- _Tasks to complete_
1: On the pressure drop page, what issues does it list with large pressure heads?
2: Copy the part of the pressure drop page between "4. The fluid" and "more powerful motor.", inclusive.
3: Translate this sentence from the pressure drop page into Spanish: "The pressure pump measures the force the pump applies to move the fluid."

- _Page_
------------------------------------
For Bernoulli’s principle to work, the following assumptions must be satisfied:

  1. There should be a steady-state flow (the fluid’s properties do not change over time).
  2. There should be an incompressible flow (the density must be constant).
  3. There should be frictionless flow.
  4. The fluid should flow along the streamline, and the flow lines must not intersect.

What Is A Pressure Drop?

A pressure drop also referred to as a pressure loss, helps to determine the size of the pumps or motors needed in the piping system. It also allows you to work out the pipe diameter required to move the fluid through the piping system.

The greater the pressure drop in the pipe, the more energy is consumed to maintain a constant flow. Therefore, requires a more powerful motor.

On the other hand, the lower the pressure drop in the piping system, the less energy is used, and therefore, less power is needed from a motor. 

The pressure drop also plays a key role in the type of pressure pump head required in the piping system. The pressure pump measures the force the pump applies to move the fluid. If a large pressure drop occurs, the pressure head will be larger to overcome the drop, which can have adverse effects on the piping system. Issues with large pressure heads include premature failure of seals and possible over-pressure faults in the piping system.

What Affects The Pressure Drop?

  • The product being pumped through the piping system
  • The mechanical components in the piping system
  • A change in the elevation of the piping system

Relationship Between Flow Rate And Pressure Drop

The pressure drop is dependent on the flow rate, and vice versa. So if the flow rate is higher, the greater the pressure drop will be. Alternatively, if the flow rate is lower, the pressure drop will also be lower.

Pressure Vs Flow Rate Chart

If you are not quite a mathematician, a flow and pressure calculator can be used to calculate the average flow rate of water based on the length and diameter of the pipe.
------------------------------------
(Detection examples)
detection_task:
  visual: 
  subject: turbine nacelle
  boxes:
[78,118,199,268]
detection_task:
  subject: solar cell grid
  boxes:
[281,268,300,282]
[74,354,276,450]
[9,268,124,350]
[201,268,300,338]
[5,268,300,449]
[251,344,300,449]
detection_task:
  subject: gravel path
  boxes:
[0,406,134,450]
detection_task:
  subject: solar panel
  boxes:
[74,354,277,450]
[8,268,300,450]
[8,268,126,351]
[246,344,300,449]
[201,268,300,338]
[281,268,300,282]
------------------------------------
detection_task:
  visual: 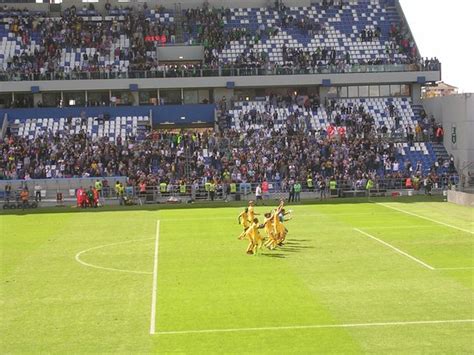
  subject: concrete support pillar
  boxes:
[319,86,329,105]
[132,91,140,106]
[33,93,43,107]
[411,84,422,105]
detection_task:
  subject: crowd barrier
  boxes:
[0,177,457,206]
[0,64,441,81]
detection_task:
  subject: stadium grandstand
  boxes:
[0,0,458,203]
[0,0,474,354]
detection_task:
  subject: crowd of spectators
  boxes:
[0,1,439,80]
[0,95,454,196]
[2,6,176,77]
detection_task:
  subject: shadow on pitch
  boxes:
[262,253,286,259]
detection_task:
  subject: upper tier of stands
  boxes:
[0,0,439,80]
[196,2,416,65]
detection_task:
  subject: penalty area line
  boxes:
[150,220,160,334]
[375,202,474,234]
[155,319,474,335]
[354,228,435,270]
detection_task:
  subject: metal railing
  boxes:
------------------------------------
- _Final answers_
1: Premature failure of seals and possible over-pressure faults in the piping system.

2:
4. The fluid should flow along the streamline, and the flow lines must not intersect.

What Is A Pressure Drop?

A pressure drop also referred to as a pressure loss, helps to determine the size of the pumps or motors needed in the piping system. It also allows you to work out the pipe diameter required to move the fluid through the piping system.

The greater the pressure drop in the pipe, the more energy is consumed to maintain a constant flow. Therefore, requires a more powerful motor.

3: La bomba de presión mide la fuerza que aplica la bomba para mover el fluido.